##### Passage provided #####

- You Will Be Physically Stronger.
Increasing your strength will make you far less dependent upon others for assistance in daily living. Chores will be easier, lifting kids, groceries and laundry will no longer push you to the max. If your maximum strength is increased, daily tasks and routine exercise will be far less likely to cause injury. Research studies conclude that even moderate weight training can increase a woman's strength by 30 to 50 percent. Research also shows that women can develop their strength at the same rate as men.
- You Will Lose Body Fat.
Studies performed by Wayne Westcott, PhD, from the South Shore YMCA in Quincy, Massachusetts, found that the average woman who strength trains two to three times a week for two months will gain nearly two pounds of muscle and will lose 3.5 pounds of fat. As your lean muscle increases so does your resting metabolism, and you burn more calories all day long. Generally speaking, for each pound of muscle you gain, you burn 35 to 50 more calories each day. That can really add up.
- You Will Gain Strength Without Bulk.

##### Information provided #####

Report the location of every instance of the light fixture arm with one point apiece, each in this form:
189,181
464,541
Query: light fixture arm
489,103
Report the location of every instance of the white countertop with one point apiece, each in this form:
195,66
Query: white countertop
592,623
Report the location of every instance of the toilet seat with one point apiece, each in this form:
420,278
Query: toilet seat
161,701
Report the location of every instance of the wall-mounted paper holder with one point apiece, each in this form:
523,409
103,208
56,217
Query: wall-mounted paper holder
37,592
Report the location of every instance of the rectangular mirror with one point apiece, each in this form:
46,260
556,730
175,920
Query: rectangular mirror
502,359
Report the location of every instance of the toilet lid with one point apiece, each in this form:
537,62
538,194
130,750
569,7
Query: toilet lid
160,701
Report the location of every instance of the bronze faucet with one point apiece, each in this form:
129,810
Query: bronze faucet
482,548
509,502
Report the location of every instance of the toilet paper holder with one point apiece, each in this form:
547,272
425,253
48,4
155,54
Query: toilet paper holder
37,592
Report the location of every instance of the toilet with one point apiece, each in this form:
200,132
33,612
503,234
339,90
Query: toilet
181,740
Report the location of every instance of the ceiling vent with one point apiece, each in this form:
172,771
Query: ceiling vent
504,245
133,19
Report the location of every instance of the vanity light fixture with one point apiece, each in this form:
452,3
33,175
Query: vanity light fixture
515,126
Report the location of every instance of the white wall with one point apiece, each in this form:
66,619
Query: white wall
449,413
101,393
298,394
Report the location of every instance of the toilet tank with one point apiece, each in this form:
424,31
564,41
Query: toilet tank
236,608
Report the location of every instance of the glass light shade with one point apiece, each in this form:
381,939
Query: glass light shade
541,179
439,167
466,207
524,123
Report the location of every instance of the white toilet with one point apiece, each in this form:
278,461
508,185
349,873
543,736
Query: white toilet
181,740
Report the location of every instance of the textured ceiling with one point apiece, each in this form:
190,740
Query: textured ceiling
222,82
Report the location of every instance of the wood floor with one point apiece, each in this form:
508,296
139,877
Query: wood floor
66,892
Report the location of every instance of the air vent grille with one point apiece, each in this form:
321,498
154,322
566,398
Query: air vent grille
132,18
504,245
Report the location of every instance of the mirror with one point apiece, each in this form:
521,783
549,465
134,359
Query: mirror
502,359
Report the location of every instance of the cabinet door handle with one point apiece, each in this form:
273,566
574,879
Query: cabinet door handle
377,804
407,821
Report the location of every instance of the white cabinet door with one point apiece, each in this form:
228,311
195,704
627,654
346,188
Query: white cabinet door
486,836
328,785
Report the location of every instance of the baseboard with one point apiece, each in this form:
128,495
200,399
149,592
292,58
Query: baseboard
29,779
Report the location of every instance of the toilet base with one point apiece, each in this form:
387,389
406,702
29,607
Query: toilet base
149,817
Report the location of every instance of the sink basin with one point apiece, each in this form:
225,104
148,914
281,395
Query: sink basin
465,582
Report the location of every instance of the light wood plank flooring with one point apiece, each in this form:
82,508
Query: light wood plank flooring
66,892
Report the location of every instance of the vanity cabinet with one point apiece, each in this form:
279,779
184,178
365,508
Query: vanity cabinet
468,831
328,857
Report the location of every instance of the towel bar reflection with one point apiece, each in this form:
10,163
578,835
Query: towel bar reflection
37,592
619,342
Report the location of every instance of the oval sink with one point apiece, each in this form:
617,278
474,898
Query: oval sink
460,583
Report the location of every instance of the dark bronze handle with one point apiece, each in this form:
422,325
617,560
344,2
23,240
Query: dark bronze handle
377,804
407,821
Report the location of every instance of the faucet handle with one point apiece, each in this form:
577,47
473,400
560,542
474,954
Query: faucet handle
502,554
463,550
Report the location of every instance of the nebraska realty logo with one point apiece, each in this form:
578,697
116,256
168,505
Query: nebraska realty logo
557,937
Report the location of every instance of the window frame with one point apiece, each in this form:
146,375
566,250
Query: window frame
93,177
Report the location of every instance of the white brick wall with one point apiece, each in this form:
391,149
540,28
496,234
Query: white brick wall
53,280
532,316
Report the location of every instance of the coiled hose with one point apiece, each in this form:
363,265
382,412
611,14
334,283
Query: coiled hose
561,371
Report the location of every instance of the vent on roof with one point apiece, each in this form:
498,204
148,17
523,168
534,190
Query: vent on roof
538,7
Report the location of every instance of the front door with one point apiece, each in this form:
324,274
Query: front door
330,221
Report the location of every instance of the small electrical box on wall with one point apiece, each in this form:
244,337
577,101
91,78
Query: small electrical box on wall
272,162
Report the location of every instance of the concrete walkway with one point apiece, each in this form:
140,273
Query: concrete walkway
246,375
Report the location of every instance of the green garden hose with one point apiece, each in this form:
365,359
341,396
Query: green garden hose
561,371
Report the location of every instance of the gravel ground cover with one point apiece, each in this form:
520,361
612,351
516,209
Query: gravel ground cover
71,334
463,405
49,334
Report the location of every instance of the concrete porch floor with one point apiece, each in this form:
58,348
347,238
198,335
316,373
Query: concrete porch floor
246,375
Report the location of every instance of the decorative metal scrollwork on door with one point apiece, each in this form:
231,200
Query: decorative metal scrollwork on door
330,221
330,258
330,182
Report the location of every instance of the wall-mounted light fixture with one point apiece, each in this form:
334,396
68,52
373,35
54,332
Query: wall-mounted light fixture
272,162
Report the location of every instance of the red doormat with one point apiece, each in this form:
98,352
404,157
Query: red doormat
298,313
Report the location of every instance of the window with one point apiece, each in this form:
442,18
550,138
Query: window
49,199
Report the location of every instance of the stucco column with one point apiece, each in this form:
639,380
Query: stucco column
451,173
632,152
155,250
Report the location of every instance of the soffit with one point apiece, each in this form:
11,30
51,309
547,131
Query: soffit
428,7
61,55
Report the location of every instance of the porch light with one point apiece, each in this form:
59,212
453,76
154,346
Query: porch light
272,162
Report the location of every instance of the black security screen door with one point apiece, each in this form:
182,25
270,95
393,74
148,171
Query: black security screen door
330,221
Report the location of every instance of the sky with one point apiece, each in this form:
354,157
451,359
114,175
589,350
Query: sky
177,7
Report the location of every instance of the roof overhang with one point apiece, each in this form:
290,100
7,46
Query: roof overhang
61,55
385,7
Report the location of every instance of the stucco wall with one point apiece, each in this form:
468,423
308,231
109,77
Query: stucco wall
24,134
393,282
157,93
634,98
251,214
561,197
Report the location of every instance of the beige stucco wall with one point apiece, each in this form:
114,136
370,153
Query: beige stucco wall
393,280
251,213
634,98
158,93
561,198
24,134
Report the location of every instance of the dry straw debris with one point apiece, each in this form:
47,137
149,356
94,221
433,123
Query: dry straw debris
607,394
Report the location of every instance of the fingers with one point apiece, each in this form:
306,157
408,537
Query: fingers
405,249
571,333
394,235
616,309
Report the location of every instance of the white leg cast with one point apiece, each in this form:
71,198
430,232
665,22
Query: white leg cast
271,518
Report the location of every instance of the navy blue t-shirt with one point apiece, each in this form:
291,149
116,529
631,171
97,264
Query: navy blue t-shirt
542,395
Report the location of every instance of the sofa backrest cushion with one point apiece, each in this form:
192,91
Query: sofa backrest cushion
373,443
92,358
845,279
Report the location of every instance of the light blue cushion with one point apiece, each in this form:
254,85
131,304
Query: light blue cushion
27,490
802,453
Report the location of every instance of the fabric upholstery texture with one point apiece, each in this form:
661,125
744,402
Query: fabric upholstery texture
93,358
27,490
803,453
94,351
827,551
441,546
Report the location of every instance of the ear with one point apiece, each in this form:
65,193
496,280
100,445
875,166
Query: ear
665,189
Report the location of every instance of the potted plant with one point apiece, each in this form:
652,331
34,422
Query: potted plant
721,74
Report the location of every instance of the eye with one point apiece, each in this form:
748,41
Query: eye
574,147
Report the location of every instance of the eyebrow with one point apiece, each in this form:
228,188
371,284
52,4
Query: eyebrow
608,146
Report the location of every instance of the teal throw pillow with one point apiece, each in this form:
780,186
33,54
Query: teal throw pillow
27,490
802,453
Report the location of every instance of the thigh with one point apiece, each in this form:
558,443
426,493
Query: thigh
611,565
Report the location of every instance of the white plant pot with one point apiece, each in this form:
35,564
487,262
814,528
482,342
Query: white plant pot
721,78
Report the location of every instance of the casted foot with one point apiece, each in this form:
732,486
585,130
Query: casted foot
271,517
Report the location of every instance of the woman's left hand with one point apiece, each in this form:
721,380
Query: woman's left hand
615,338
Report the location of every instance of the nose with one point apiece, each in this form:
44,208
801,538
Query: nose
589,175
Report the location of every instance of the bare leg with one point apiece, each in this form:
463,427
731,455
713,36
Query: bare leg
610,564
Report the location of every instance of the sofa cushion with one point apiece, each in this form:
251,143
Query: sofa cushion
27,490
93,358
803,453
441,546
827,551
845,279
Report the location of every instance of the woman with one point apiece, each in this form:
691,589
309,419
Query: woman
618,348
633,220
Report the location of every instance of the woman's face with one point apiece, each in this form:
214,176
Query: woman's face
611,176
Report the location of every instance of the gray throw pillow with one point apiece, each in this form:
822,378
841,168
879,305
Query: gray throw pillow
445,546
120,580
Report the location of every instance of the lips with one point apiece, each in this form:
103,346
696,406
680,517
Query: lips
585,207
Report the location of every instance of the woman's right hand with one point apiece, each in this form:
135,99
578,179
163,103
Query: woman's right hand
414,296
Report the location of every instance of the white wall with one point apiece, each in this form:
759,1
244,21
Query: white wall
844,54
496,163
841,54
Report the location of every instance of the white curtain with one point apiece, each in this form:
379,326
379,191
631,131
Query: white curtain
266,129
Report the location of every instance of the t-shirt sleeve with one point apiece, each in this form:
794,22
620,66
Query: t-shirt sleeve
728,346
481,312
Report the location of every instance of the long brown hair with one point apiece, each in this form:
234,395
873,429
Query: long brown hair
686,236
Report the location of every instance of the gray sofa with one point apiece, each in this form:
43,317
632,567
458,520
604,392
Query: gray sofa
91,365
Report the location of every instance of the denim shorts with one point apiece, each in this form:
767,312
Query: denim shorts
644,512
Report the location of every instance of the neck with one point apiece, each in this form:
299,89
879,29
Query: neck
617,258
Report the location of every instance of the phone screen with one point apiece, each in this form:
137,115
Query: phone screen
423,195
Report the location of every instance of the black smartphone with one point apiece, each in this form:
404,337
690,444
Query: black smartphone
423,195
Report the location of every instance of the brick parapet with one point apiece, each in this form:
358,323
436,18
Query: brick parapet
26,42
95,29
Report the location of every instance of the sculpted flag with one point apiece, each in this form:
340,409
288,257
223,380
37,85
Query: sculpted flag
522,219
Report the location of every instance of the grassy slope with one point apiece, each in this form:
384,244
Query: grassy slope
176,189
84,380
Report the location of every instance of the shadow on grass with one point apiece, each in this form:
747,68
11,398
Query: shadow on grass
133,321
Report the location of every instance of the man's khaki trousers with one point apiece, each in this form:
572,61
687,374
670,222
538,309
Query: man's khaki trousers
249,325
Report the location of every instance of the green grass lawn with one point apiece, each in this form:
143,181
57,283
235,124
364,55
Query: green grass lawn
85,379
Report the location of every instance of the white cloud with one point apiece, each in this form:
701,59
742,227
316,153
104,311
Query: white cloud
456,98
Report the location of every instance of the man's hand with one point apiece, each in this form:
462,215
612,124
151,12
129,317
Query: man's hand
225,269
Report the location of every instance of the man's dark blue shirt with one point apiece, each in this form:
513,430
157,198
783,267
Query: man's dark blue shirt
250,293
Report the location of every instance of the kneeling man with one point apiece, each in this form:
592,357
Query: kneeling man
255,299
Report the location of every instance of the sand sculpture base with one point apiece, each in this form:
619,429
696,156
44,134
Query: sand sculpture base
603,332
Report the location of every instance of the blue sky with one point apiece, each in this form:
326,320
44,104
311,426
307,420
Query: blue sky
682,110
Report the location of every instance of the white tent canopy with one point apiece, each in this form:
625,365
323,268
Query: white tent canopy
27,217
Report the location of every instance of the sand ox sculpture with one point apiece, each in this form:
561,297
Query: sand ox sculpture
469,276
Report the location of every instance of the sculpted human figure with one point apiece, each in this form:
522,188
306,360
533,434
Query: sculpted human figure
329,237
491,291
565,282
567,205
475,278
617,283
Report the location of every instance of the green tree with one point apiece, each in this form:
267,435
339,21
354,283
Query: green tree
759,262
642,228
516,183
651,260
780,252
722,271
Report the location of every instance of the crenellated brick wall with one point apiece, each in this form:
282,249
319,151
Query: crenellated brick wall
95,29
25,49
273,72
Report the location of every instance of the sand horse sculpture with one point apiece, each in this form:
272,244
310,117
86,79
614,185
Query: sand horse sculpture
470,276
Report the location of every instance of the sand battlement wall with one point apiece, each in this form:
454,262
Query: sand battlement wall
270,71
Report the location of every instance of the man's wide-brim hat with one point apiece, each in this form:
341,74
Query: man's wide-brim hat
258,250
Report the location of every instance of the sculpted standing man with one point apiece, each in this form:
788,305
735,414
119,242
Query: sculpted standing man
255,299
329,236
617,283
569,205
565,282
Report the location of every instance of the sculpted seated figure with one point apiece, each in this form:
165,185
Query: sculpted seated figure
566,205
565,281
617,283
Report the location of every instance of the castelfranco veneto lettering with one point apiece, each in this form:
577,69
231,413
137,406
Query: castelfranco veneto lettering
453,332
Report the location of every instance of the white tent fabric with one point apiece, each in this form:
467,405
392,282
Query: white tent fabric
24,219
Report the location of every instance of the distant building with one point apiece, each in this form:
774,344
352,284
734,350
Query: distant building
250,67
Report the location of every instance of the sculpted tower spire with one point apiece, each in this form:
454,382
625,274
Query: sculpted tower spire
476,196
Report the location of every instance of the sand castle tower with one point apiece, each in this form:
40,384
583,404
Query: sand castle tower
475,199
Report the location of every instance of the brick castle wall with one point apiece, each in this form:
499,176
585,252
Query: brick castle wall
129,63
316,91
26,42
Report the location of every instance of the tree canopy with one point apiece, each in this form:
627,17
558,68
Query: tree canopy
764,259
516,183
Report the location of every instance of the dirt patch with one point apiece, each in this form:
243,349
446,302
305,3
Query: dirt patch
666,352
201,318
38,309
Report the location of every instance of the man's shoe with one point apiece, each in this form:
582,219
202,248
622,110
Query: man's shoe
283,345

#####

What is being asked => Quote the part of the strength-training passage starting at "- You Will Lose" and ending at "really add up.".

Problem solution =>
- You Will Lose Body Fat.
Studies performed by Wayne Westcott, PhD, from the South Shore YMCA in Quincy, Massachusetts, found that the average woman who strength trains two to three times a week for two months will gain nearly two pounds of muscle and will lose 3.5 pounds of fat. As your lean muscle increases so does your resting metabolism, and you burn more calories all day long. Generally speaking, for each pound of muscle you gain, you burn 35 to 50 more calories each day. That can really add up.